#### Challenge 1
In the passage about the airmen near Candelaria, until what date did the search for members of Renteria's gang continue?

While flying some twelve or fifteen miles west of Candelaria late Tuesday
afternoon, Lieutenants Estell and Cooper saw three horsemen in a canyon and
went lower for a better look. When the men on the ground fired on the DH-4,
Estell made another pass with his machineguns blazing. Then Cooper opened up
with his Lewis guns and killed one of the men, reportedly Renteria.
The search for members of Renteria's gang continued until August 23. With
the Mexican government protesting the invasion of its territory, American
forces returned to the United States.
A few months later another plane landed in Mexico after its crew followed
the wrong railroad tracks. Patrolling on Monday, February 2, 1920, 1st Lts.
Leroy M. Wolfe and George L. Usher intended to pick up the El Paso and
Southwestern Railroad west of Douglas, Arizona, and follow it to Nogales.

#### Input material
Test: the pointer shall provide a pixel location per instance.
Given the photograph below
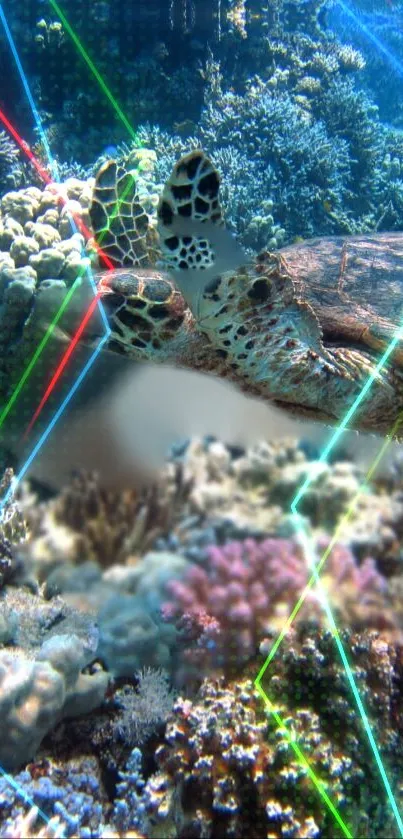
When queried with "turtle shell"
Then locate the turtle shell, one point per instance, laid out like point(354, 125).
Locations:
point(355, 287)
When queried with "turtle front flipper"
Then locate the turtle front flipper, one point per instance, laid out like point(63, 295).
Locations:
point(194, 243)
point(120, 224)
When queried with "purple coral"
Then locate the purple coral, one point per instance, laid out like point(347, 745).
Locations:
point(247, 589)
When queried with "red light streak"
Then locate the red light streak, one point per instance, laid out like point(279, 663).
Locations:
point(88, 235)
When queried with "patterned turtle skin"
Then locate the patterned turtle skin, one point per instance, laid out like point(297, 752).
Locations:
point(303, 328)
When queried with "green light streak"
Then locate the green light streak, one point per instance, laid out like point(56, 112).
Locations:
point(38, 351)
point(315, 579)
point(343, 521)
point(64, 304)
point(56, 8)
point(303, 761)
point(349, 414)
point(354, 690)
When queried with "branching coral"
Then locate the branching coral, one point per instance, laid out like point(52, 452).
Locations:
point(11, 170)
point(247, 589)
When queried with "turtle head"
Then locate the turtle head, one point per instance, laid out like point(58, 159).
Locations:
point(195, 244)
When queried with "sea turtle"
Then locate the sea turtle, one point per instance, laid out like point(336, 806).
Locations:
point(302, 328)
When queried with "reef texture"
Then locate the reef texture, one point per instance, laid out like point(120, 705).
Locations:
point(178, 604)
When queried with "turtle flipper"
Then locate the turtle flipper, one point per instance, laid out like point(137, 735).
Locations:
point(194, 243)
point(118, 220)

#### Challenge 2
Collect every line of the records that contains the string "head", treating uppercase and lowercase as different.

#### Correct result 1
August 23.

#### Correct result 2
When queried with "turtle head"
Then locate the turtle head, one point per instance, laid out like point(58, 159).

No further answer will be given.